— begin Source —

[quote]New political storm threat to all public office holders
By Joe Hung The China Post
What started as a low-profile McCarthyist expose of a Kuomintang lawmaker is threatening to engulf practically every high-level public office holder in a new anti-corruption tidal wave.
It was Chiu Yi who began exposing scandal after scandal involving ranking government officials in the summer of last year, acting almost exactly like U.S. Senator Joseph McCarthy of Wisconsin in the early 1950s.
By innuendoes and demagoguery, McCarthy triggered a communist witch hunt, that left no American officials free from the reckless charges of un-Americanism. He fell after trying to attack President Dwight D. Eisenhower for “being too soft” on the communists.
Chiu succeeded in incriminating first lady Wu Shu-chen in the end. She was indicted on November 3 for corruption. Prosecutors charged her with borrowing receipts and bills from friends and relatives to claim a NT$14.8 million refund from the public fund under her husband’s control for the conduct of “affairs of state.” President Chen was regarded as an unindicted co-defendant. He was not indicted, for he enjoys immunity to prosecution.
To protect the first couple, the ruling Democratic Progressive Party launched an equally vehement counterattack.
It targeted Mayor of Taipei Ma Ying-jeou, who doubles as chairman of the opposition Kuomintang.
Ma was questioned by Taipei district prosecutor Hou Kuan-jen in connection with the misuse of his expense account on Tuesday.

— end Source —

Copy out the whole article above on the anti-corruption storm word for word.

— begin Extracted information —

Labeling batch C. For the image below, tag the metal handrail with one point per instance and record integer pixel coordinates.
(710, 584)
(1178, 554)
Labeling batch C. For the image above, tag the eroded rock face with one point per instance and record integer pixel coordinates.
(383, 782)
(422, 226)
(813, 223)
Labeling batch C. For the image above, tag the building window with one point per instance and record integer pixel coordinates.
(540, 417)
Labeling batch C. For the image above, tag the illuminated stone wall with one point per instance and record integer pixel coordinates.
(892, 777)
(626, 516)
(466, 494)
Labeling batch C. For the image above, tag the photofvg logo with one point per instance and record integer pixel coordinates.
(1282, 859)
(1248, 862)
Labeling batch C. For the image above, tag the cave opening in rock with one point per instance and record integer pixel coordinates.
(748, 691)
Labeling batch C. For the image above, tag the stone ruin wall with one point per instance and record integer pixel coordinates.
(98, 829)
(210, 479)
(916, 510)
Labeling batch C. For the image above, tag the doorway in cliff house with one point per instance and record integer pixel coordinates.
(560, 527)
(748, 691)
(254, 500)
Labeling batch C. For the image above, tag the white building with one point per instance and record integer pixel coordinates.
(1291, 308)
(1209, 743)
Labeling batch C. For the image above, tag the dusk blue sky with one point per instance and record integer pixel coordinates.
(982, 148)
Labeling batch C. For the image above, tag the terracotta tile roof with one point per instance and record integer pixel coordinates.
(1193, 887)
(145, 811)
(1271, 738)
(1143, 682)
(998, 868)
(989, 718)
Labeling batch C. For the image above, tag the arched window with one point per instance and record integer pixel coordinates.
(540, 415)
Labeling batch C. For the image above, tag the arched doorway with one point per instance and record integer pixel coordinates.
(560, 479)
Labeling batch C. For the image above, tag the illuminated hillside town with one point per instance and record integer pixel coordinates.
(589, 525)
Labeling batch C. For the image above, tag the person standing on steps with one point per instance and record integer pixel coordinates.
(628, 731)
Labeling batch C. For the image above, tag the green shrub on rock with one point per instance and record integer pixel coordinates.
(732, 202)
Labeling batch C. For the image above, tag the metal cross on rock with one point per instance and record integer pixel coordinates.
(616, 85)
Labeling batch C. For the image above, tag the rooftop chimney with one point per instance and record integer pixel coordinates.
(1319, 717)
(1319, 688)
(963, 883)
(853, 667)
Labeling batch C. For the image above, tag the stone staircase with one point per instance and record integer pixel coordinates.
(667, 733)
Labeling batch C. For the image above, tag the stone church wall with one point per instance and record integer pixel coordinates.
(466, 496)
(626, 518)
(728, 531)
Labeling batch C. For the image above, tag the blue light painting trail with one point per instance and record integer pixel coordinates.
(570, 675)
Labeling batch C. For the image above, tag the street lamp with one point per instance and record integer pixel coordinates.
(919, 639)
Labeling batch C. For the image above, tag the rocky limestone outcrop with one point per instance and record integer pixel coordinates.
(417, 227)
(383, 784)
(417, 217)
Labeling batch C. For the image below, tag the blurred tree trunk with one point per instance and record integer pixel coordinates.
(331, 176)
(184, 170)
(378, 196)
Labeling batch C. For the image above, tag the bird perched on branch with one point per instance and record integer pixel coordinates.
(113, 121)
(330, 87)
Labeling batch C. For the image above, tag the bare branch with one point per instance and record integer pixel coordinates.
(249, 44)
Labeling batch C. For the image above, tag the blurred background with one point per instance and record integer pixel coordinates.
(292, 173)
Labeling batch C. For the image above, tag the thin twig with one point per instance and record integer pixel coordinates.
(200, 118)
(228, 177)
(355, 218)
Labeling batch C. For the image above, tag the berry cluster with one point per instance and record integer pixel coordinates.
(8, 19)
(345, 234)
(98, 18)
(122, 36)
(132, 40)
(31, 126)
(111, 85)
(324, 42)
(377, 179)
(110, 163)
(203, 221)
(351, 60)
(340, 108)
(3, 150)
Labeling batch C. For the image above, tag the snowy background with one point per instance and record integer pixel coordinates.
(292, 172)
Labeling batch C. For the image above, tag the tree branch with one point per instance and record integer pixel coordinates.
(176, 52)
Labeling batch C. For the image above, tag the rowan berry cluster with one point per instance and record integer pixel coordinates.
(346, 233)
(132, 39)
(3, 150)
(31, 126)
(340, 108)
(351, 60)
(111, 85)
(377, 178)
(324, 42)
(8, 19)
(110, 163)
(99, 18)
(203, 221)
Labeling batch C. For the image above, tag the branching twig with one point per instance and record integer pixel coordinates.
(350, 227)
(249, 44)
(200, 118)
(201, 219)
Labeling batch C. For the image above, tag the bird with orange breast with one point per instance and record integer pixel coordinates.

— end Extracted information —

__Full response__.
[quote]New political storm threat to all public office holders
By Joe Hung The China Post
What started as a low-profile McCarthyist expose of a Kuomintang lawmaker is threatening to engulf practically every high-level public office holder in a new anti-corruption tidal wave.
It was Chiu Yi who began exposing scandal after scandal involving ranking government officials in the summer of last year, acting almost exactly like U.S. Senator Joseph McCarthy of Wisconsin in the early 1950s.
By innuendoes and demagoguery, McCarthy triggered a communist witch hunt, that left no American officials free from the reckless charges of un-Americanism. He fell after trying to attack President Dwight D. Eisenhower for “being too soft” on the communists.
Chiu succeeded in incriminating first lady Wu Shu-chen in the end. She was indicted on November 3 for corruption. Prosecutors charged her with borrowing receipts and bills from friends and relatives to claim a NT$14.8 million refund from the public fund under her husband’s control for the conduct of “affairs of state.” President Chen was regarded as an unindicted co-defendant. He was not indicted, for he enjoys immunity to prosecution.
To protect the first couple, the ruling Democratic Progressive Party launched an equally vehement counterattack.
It targeted Mayor of Taipei Ma Ying-jeou, who doubles as chairman of the opposition Kuomintang.
Ma was questioned by Taipei district prosecutor Hou Kuan-jen in connection with the misuse of his expense account on Tuesday.